--- PASSAGE PROVIDED Enclosed Below ---

Cai Lei, Yuan Wei, Zhang Zhou, He Lin, Chou Kuo-Chen
Bio-X Institutes, Key Laboratory for the Genetics of Developmental and Neuropsychiatric Disorders (Ministry of Education), Shanghai Key Laboratory of Psychotic Disorders (No.13dz2260500), Shanghai Jiao Tong University, Shanghai, 200030, China.
Gordon Life Science Institute, Boston, Massachusetts, 02478, USA.
Sci Rep. 2016 Nov 22;6:36540. doi: 10.1038/srep36540.
Four popular somatic single nucleotide variant (SNV) calling methods (Varscan, SomaticSniper, Strelka and MuTect2) were carefully evaluated on the real whole exome sequencing (WES, depth of ~50X) and ultra-deep targeted sequencing (UDT-Seq, depth of ~370X) data. The four tools returned poor consensus on candidates (only 20% of calls were with multiple hits by the callers). For both WES and UDT-Seq, MuTect2 and Strelka obtained the largest proportion of COSMIC entries as well as the lowest rate of dbSNP presence and high-alternative-alleles-in-control calls, demonstrating their superior sensitivity and accuracy. Combining different callers does increase reliability of candidates, but narrows the list down to very limited range of tumor read depth and variant allele frequency. Calling SNV on UDT-Seq data, which were of much higher read-depth, discovered additional true-positive variations, despite an even more tremendous growth in false positive predictions. Our findings not only provide valuable benchmark for state-of-the-art SNV calling methods, but also shed light on the access to more accurate SNV identification in the future.
在真实的全外显子组测序(WES,深度约为50X)和超深度靶向测序(UDT-Seq,深度约为370X)数据上,对四种常用的体细胞单核苷酸变异(SNV)检测方法(Varscan、SomaticSniper、Strelka和MuTect2)进行了仔细评估。这四种工具对候选变异的一致性较差(只有20%的检测结果被多个工具命中)。对于WES和UDT-Seq,MuTect2和Strelka获得的COSMIC条目比例最高,dbSNP存在率和对照中高替代等位基因的检出率最低,证明了它们卓越的灵敏度和准确性。组合不同的检测工具确实能提高候选变异的可靠性,但将列表范围缩小到非常有限的肿瘤读深度和变异等位基因频率范围。在具有更高读深度的UDT-Seq数据上检测SNV,尽管假阳性预测有了更大幅度的增长,但仍发现了额外的真阳性变异。我们的研究结果不仅为当前最先进的SNV检测方法提供了有价值的基准,也为未来获得更准确的SNV鉴定提供了思路。

--- End of Enclosed PASSAGE PROVIDED ---
--- EXTRACTED ENTRIES Enclosed Below ---

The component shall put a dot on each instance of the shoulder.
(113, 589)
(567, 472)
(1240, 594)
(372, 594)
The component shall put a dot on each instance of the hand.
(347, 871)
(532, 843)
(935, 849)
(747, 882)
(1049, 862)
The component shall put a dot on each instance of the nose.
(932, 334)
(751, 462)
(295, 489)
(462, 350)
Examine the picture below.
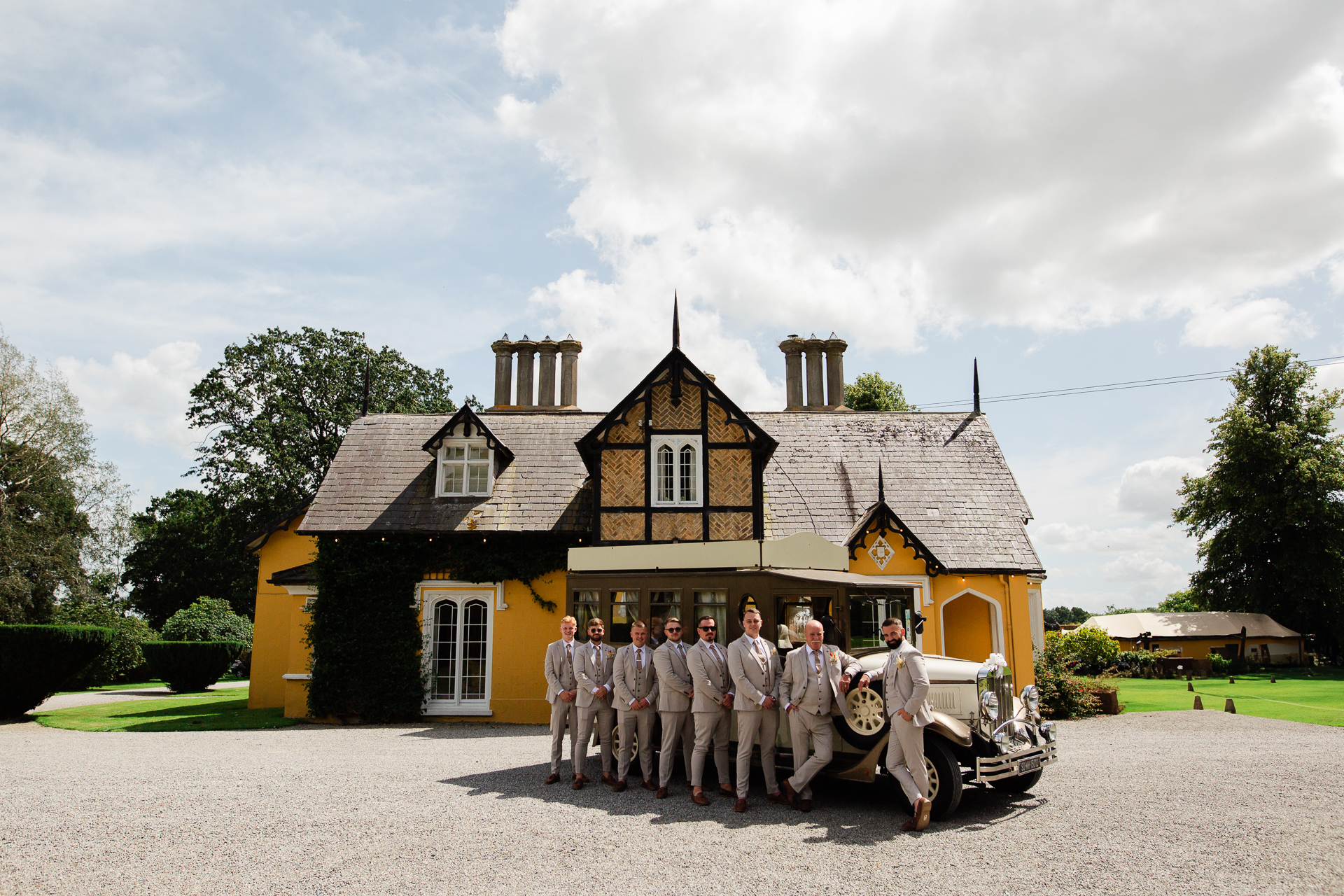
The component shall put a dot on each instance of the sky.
(1068, 194)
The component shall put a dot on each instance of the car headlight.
(990, 701)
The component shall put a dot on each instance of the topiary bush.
(191, 665)
(209, 620)
(36, 662)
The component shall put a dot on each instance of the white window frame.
(676, 444)
(467, 479)
(433, 593)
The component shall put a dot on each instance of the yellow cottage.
(678, 503)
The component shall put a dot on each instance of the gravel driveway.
(1148, 802)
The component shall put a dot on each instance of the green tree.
(872, 393)
(277, 407)
(1268, 512)
(188, 545)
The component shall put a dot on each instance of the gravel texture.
(1148, 802)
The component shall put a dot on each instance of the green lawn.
(211, 711)
(1319, 700)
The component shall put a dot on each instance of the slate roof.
(384, 481)
(824, 476)
(822, 479)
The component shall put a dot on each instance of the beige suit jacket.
(797, 676)
(905, 687)
(558, 671)
(594, 675)
(675, 684)
(711, 679)
(632, 684)
(750, 681)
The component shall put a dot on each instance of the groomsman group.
(694, 691)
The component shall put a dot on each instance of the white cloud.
(885, 168)
(146, 397)
(1149, 486)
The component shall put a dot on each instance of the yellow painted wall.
(1009, 592)
(279, 624)
(967, 621)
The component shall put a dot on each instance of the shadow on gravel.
(843, 812)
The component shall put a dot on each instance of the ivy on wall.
(365, 629)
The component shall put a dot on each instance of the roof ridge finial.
(676, 324)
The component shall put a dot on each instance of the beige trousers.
(605, 719)
(905, 758)
(676, 726)
(636, 724)
(564, 713)
(765, 723)
(806, 729)
(710, 726)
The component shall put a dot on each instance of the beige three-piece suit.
(755, 665)
(906, 687)
(635, 679)
(675, 690)
(710, 673)
(559, 678)
(594, 666)
(811, 682)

--- End of Enclosed EXTRACTED ENTRIES ---

■ **EXERCISE AIM**
Decide whether each statement agrees with the abstract on somatic SNV calling methods, answering yes or no and quoting the deciding words. (a) MuTect2 and Strelka had the lowest rate of dbSNP presence. (b) Most calls were hit by more than one of the four callers. (c) Calling SNV on the UDT-Seq data found no additional true-positive variations.

■ **TASK ANSWER**
(a) Yes: "MuTect2 and Strelka obtained the largest proportion of COSMIC entries as well as the lowest rate of dbSNP presence"
(b) No: "only 20% of calls were with multiple hits by the callers"
(c) No: "discovered additional true-positive variations"